• **Source records**
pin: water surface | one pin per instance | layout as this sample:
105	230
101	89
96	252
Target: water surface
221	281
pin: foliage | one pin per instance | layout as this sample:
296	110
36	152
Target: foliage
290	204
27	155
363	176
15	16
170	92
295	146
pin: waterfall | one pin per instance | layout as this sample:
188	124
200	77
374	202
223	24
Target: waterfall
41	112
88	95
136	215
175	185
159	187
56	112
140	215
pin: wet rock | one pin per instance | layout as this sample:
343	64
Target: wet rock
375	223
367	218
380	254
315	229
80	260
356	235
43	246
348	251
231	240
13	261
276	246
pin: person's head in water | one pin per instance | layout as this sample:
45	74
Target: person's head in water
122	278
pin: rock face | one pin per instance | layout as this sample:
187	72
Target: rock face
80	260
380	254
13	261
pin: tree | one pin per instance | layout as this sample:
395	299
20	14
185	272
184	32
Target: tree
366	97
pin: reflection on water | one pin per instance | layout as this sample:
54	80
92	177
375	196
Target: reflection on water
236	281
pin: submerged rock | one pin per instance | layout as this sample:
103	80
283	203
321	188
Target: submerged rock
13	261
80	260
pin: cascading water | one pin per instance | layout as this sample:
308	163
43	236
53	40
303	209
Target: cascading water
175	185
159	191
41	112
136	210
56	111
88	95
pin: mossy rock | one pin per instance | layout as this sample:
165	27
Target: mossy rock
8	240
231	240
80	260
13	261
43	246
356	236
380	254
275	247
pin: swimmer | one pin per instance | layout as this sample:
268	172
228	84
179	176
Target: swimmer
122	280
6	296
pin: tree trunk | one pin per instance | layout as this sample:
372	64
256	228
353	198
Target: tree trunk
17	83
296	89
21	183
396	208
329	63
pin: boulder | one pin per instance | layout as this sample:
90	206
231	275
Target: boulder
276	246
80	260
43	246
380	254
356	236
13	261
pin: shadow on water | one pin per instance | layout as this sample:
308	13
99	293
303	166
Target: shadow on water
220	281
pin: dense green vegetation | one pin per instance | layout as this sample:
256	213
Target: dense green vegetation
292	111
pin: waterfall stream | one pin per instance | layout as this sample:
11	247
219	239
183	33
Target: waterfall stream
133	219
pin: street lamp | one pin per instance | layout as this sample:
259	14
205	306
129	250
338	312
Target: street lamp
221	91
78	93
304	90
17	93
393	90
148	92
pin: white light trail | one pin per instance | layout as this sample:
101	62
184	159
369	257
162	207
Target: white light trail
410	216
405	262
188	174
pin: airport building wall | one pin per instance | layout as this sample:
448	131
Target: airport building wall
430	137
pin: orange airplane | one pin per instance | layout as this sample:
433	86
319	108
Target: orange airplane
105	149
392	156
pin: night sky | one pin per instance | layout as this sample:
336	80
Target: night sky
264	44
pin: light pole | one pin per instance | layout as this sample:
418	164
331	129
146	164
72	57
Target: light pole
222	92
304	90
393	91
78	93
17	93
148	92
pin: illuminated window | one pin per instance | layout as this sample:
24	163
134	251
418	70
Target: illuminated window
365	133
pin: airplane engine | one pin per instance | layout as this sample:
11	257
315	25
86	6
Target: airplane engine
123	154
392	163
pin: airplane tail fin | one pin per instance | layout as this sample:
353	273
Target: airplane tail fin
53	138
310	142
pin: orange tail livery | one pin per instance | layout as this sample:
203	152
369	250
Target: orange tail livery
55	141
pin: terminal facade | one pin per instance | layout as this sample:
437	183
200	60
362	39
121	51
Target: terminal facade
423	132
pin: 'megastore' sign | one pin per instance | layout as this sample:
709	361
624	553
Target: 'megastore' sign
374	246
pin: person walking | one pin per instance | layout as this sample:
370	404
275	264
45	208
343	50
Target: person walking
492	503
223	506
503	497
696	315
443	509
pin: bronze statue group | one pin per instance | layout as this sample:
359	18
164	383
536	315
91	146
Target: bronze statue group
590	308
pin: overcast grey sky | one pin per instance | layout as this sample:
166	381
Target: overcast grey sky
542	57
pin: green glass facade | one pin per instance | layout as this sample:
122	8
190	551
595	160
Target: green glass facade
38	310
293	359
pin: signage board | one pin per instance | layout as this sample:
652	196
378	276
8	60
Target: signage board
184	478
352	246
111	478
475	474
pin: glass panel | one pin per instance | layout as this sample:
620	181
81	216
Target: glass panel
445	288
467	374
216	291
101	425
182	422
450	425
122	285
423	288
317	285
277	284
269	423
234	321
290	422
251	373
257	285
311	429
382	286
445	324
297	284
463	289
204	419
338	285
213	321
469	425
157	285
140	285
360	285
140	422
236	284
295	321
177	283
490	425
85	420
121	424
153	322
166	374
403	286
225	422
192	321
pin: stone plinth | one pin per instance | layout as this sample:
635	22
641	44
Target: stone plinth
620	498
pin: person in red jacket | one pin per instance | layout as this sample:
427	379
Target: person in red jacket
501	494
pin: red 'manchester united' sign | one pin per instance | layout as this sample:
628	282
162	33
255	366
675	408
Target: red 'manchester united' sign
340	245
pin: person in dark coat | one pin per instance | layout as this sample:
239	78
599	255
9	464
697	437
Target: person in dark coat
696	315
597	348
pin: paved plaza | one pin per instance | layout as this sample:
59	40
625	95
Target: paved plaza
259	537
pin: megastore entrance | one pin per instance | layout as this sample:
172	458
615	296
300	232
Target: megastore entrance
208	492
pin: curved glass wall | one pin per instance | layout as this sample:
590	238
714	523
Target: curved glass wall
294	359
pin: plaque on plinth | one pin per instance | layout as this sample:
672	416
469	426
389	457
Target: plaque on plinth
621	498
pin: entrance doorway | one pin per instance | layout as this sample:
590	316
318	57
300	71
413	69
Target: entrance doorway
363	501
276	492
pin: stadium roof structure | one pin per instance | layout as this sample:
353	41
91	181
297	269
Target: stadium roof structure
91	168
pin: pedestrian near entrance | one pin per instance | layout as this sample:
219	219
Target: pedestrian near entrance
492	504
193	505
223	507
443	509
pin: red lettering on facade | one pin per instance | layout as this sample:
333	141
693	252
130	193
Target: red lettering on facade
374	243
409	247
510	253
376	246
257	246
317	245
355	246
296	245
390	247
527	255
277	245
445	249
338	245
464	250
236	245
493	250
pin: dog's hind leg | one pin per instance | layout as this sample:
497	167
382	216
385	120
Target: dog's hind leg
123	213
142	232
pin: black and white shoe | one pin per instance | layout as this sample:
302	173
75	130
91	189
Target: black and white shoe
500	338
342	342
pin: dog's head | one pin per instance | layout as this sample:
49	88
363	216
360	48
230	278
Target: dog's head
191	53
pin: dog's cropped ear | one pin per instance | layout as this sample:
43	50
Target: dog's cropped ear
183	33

• **Request**
Only the lines from the one containing "pin: red lettering" through the end of the material should be reproduced, exactly, with both ends included.

• **Response to this task**
pin: red lettering on facade | one pin per instance | layout as this sample:
333	141
693	252
130	193
Target: red lettering on facade
374	243
409	247
510	253
376	246
257	246
317	245
355	246
296	245
390	247
527	255
277	245
445	249
338	245
464	250
236	245
493	250
pin: dog's hind leg | one pin per instance | layout as this sample:
497	167
382	216
385	120
Target: dog's hind leg
123	213
142	232
pin: black and white shoe | one pin per instance | layout as this sample:
302	173
75	130
91	189
Target: black and white shoe
500	338
342	342
pin: dog's head | one pin per instance | layout as this sample:
49	88
363	216
360	48
230	278
Target: dog's head
191	53
pin: dog's cropped ear | one pin per instance | layout as this sample:
43	50
Target: dog's cropped ear
183	33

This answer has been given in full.